◆ **The task**: Go through the data and copy each line that holds "instance".

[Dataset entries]
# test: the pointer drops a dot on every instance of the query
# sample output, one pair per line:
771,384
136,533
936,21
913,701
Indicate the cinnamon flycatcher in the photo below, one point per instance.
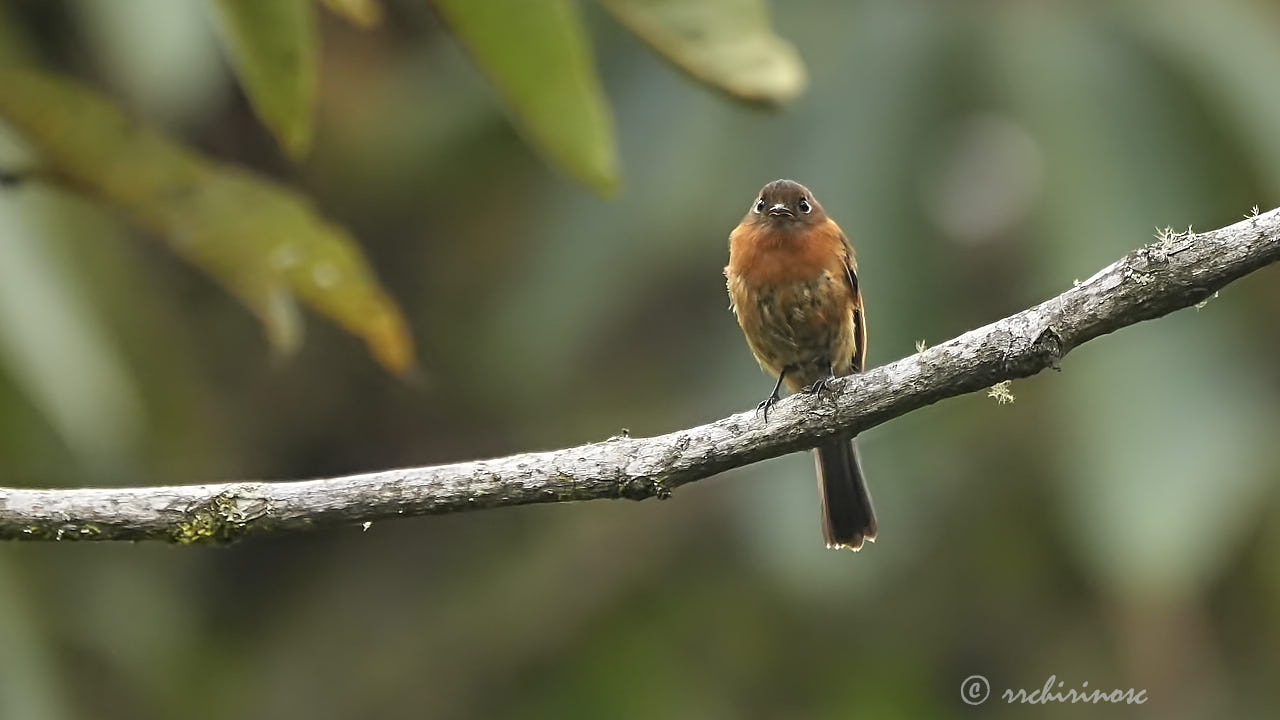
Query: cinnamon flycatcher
==
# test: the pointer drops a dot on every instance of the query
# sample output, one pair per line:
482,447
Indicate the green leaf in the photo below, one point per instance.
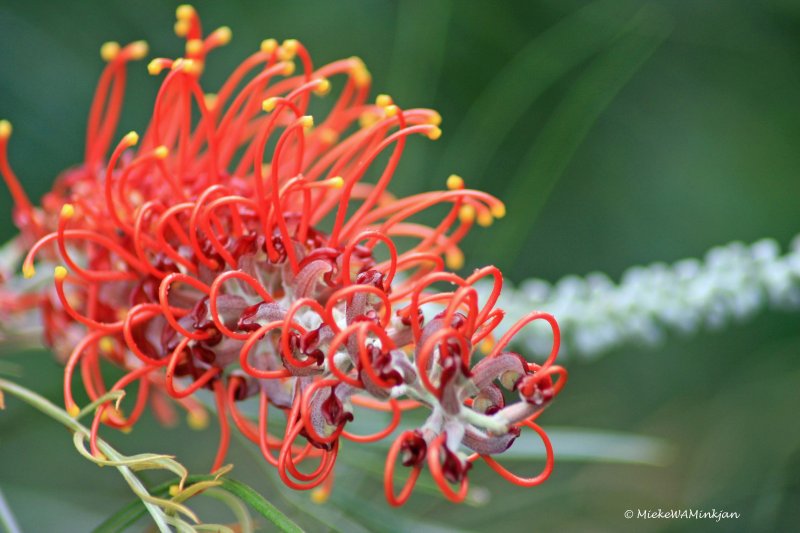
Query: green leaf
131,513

◆ **Answer below**:
# test: the pointer drops a dot on every instance of the query
Indicate the cinnamon flycatcher in the photo below, one point per instance.
# test: the pointer drops a dot on every instance of the query
Indicate the green leaf in the photo below, one point per instance.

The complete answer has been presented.